_AIM OF THE TASK_. Could you add 5 to every x and y coordinate in the answers and write out again the part that opens with the row containing "Where can you spot the overcast" and closes with the final row, both included, with the requests and their format samples kept unchanged? Give those rows and nothing else.

_TASK DATA_.
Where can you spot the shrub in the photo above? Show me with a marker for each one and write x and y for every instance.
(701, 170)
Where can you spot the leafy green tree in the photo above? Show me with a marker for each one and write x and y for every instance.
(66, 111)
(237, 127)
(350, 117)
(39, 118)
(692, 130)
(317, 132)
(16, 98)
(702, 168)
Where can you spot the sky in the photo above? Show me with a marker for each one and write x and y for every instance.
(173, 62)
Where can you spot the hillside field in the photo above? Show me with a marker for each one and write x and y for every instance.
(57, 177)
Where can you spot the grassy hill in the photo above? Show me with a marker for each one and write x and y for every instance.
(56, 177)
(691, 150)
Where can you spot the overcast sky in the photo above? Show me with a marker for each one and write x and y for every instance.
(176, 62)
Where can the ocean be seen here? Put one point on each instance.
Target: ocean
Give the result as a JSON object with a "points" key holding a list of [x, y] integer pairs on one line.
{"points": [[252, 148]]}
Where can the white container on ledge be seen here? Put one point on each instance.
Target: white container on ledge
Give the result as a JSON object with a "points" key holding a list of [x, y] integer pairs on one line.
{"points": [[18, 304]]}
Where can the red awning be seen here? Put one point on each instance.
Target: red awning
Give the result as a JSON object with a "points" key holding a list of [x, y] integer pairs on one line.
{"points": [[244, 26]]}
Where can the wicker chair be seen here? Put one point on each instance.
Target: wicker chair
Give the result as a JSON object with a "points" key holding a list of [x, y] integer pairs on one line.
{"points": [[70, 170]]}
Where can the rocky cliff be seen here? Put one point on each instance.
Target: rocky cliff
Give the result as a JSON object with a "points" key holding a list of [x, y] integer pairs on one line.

_COMPLETE RESPONSE_.
Where can you spot the overcast sky in the photo above? Show me with a marker for each one and write x and y for every instance.
(181, 67)
Where can the ocean be seen here? Put one point on each instance.
Target: ocean
Give the result as a JSON object with a "points" key holding a list of [x, y] integer pairs on one line.
{"points": [[257, 153]]}
Where can the white container on ledge be seen here? Put one point on each instance.
Target: white container on ledge
Give the result as a JSON object with a "points" key holding a list of [x, y] integer pairs on one line.
{"points": [[23, 309]]}
Where can the red awning be seen here? Put one point on each instance.
Target: red awning
Give the result as a JSON object with a "points" key holding a list of [x, y] integer pairs on one line.
{"points": [[249, 31]]}
Where can the wicker chair be seen here? Put one point on each instance.
Target: wicker chair
Give the result as a JSON object with a "points" key holding a list of [x, y] integer pairs on one line.
{"points": [[75, 175]]}
Where can the rocky cliff be seen here? Put one point on each instance.
Target: rocky cliff
Give the result as a JSON object with a "points" key holding a list of [x, y] integer pairs on one line.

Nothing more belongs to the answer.